### [Goal of the exercise]
For the records below, output each line exactly as it appears, from the first through the line with "Put a marker on each instance of the sunlit".

[Opening Information provided section]

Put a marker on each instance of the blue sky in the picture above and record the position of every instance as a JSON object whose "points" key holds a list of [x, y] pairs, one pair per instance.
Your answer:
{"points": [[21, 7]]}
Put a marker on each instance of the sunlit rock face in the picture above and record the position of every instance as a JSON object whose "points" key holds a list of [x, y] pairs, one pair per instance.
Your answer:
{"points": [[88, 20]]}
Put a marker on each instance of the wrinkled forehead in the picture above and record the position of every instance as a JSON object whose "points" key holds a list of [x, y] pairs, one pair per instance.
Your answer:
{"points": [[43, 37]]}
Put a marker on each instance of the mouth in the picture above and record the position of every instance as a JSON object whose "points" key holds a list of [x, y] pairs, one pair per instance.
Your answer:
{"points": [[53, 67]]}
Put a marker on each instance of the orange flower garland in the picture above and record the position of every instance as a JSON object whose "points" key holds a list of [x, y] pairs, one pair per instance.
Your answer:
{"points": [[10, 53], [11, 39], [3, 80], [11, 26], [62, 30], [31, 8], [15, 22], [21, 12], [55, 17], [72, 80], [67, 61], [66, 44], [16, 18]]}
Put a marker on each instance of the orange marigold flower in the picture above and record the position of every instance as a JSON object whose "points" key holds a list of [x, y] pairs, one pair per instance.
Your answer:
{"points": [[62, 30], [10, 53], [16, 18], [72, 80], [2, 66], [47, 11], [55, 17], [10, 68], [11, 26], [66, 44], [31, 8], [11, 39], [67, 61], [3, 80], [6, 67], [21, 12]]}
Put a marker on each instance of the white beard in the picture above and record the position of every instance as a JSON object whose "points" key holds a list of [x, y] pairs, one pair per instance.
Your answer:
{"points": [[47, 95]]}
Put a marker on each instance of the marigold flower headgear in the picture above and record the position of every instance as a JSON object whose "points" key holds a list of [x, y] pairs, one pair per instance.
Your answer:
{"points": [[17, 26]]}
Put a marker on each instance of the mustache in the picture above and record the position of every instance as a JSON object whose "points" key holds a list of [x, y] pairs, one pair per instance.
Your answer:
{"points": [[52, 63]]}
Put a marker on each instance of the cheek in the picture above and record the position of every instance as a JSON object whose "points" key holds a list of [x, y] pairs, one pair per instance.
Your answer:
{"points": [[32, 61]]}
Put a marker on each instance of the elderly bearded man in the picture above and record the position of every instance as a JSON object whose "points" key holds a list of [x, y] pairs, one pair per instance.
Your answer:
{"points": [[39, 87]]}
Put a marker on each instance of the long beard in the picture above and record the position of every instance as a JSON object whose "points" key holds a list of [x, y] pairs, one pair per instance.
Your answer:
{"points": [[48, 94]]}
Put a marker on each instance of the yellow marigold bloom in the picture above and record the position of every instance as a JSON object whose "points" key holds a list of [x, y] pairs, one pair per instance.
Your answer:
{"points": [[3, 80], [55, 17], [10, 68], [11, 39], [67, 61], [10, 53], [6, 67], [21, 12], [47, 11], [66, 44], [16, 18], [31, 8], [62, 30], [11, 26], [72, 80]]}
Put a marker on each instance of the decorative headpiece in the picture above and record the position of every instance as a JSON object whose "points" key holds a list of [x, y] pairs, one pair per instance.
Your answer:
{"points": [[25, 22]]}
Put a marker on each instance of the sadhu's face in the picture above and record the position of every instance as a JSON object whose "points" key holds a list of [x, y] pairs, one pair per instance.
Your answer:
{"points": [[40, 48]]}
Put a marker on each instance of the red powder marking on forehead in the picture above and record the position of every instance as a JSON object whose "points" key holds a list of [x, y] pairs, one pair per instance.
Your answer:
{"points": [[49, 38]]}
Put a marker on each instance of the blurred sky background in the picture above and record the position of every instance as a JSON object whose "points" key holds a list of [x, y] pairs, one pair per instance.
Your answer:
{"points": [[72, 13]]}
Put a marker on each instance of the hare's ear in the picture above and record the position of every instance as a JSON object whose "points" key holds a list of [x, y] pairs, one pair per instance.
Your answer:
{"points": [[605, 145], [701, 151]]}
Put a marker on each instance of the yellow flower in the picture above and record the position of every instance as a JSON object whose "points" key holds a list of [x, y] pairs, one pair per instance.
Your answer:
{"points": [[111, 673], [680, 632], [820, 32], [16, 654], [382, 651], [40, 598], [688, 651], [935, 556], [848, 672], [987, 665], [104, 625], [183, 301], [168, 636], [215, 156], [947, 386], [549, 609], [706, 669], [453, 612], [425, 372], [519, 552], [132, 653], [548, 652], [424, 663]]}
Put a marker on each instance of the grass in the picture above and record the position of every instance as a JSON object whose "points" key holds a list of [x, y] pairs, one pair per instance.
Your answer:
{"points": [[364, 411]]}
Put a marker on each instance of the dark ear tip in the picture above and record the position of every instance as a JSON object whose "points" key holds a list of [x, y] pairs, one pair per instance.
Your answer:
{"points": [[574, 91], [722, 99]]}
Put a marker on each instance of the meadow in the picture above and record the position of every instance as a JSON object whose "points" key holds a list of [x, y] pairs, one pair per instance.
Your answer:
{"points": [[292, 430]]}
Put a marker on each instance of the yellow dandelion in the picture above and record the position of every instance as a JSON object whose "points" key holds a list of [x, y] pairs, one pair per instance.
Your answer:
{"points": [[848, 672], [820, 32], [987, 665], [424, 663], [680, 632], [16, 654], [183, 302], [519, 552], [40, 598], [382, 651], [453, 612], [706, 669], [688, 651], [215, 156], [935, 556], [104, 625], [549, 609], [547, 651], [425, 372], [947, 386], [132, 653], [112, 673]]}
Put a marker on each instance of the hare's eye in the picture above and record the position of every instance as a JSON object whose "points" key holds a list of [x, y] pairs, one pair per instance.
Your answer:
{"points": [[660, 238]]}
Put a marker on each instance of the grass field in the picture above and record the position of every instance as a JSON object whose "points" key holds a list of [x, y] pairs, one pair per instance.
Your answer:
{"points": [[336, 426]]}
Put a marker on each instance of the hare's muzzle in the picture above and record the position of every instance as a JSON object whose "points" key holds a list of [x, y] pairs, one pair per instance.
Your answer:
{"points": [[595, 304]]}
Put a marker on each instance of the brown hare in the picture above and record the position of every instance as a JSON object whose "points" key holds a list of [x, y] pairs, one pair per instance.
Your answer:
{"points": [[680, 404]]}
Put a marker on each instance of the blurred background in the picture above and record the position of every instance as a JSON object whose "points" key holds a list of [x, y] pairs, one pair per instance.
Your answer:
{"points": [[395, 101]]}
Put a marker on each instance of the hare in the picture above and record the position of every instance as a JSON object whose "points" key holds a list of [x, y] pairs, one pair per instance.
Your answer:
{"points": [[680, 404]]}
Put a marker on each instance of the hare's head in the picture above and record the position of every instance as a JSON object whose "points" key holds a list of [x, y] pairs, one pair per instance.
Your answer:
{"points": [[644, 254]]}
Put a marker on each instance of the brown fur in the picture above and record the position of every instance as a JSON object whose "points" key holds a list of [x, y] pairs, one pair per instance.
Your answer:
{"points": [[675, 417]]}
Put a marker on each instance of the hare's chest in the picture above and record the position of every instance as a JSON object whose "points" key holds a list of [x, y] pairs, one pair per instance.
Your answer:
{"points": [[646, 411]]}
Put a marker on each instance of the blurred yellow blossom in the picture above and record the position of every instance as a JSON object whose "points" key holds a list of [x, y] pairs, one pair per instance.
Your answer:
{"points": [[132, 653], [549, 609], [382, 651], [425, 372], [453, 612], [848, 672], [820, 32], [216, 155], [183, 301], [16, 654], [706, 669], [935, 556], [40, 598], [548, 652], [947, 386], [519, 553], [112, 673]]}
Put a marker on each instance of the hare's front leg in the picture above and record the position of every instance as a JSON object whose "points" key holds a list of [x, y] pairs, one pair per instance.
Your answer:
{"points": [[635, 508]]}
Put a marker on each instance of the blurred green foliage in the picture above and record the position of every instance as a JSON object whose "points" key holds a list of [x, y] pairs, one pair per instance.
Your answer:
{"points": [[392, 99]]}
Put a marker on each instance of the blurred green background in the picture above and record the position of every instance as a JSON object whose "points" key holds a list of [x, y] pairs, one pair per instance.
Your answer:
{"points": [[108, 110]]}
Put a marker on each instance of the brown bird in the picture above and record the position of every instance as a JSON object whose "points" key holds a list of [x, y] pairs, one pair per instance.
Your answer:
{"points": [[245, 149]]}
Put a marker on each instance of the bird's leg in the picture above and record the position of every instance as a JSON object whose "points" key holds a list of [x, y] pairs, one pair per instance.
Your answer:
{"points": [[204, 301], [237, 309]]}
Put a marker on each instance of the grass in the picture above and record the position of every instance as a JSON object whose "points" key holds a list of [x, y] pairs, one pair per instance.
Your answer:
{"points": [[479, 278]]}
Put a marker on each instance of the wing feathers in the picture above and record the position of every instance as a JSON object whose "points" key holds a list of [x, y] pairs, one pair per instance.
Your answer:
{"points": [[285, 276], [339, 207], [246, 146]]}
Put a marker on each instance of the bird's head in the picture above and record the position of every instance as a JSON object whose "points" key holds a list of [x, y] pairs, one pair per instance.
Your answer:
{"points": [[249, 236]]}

[Closing Information provided section]

### [Response for this exercise]
Put a marker on each instance of the blue sky in the picture above and record the position of every instance as a JSON object whose "points" key holds a list of [x, y] pairs, one pair per instance.
Your answer:
{"points": [[21, 7]]}
Put a marker on each instance of the sunlit rock face in the picture above and record the position of every instance as a JSON object whose "points" key holds a list of [x, y] pairs, one pair per instance.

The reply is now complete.